**Task brief:** Set down every entry exactly as it was written.

── Exercise inputs

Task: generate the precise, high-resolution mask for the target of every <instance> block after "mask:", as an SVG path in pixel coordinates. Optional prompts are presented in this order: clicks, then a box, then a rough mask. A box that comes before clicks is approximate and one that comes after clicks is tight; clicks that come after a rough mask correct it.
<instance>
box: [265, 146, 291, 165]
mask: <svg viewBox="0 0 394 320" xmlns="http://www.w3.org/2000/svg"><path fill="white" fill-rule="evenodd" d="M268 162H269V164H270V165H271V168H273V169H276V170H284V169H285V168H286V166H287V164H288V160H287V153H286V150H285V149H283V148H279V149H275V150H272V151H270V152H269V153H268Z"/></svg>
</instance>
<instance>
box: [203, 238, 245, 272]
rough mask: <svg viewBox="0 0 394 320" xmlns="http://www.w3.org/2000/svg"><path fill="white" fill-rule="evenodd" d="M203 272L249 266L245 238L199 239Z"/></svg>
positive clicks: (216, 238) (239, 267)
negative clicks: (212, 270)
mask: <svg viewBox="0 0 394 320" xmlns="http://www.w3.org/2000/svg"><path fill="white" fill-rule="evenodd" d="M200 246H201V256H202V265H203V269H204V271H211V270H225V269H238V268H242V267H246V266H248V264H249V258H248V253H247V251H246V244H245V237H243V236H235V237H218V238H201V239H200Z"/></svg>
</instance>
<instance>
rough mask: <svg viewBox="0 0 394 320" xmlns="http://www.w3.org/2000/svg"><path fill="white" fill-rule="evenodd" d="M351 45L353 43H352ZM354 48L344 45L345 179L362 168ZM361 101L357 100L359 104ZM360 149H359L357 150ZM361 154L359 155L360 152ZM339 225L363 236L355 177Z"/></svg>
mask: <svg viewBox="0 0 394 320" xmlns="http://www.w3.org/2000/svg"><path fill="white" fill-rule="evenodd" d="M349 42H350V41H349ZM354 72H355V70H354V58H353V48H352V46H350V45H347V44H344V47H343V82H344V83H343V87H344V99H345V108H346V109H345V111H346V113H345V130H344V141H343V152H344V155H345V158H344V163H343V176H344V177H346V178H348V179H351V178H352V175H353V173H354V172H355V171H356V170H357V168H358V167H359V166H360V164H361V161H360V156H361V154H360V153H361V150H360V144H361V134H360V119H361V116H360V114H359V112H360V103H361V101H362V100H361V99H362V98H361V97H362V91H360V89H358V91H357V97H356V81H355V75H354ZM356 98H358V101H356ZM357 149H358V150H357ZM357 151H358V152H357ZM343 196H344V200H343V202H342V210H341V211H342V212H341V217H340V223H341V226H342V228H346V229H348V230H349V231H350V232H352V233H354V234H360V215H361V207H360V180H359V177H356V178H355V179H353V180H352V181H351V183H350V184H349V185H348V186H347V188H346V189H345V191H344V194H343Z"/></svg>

────

**Reply:**
Task: generate the precise, high-resolution mask for the target of every <instance> block after "mask:", as an SVG path in pixel coordinates. Optional prompts are presented in this order: clicks, then a box, then a rough mask. A box that comes before clicks is approximate and one that comes after clicks is tight; clicks that come after a rough mask correct it.
<instance>
box: [265, 146, 291, 165]
mask: <svg viewBox="0 0 394 320" xmlns="http://www.w3.org/2000/svg"><path fill="white" fill-rule="evenodd" d="M268 162H269V164H270V165H271V168H273V169H276V170H284V169H285V168H286V166H287V164H288V160H287V153H286V150H285V149H283V148H279V149H275V150H272V151H270V152H269V153H268Z"/></svg>
</instance>
<instance>
box: [203, 238, 245, 272]
rough mask: <svg viewBox="0 0 394 320" xmlns="http://www.w3.org/2000/svg"><path fill="white" fill-rule="evenodd" d="M203 272L249 266L245 238L199 239Z"/></svg>
positive clicks: (216, 238) (239, 267)
negative clicks: (212, 270)
mask: <svg viewBox="0 0 394 320" xmlns="http://www.w3.org/2000/svg"><path fill="white" fill-rule="evenodd" d="M200 246H201V256H202V265H203V269H204V271H211V270H225V269H238V268H242V267H246V266H248V264H249V258H248V253H247V251H246V244H245V237H243V236H235V237H218V238H201V239H200Z"/></svg>
</instance>
<instance>
rough mask: <svg viewBox="0 0 394 320" xmlns="http://www.w3.org/2000/svg"><path fill="white" fill-rule="evenodd" d="M351 45L353 43H352ZM354 48L344 45L345 179L362 168ZM361 101L357 100L359 104ZM360 149H359L357 150ZM361 154L359 155L360 152ZM339 225L363 236L355 177Z"/></svg>
mask: <svg viewBox="0 0 394 320" xmlns="http://www.w3.org/2000/svg"><path fill="white" fill-rule="evenodd" d="M349 42H350V41H349ZM354 72H355V70H354V58H353V48H352V46H350V45H347V44H344V47H343V82H344V83H343V87H344V99H345V108H346V109H345V111H346V113H345V130H344V141H343V152H344V155H345V158H344V163H343V176H344V177H346V178H348V179H351V178H352V175H353V173H354V172H355V171H356V170H357V168H358V167H359V166H360V164H361V161H360V156H361V154H360V153H361V150H360V144H361V134H360V119H361V116H360V114H359V112H360V103H361V101H362V100H361V99H362V98H361V97H362V91H360V89H358V91H357V97H356V81H355V75H354ZM356 98H358V101H356ZM357 149H358V150H357ZM357 151H358V152H357ZM343 196H344V200H343V202H342V210H341V211H342V212H341V217H340V223H341V226H342V228H346V229H348V230H349V231H350V232H352V233H354V234H360V215H361V207H360V180H359V177H356V178H355V179H353V180H352V181H351V183H350V184H349V185H348V186H347V188H346V189H345V191H344V194H343Z"/></svg>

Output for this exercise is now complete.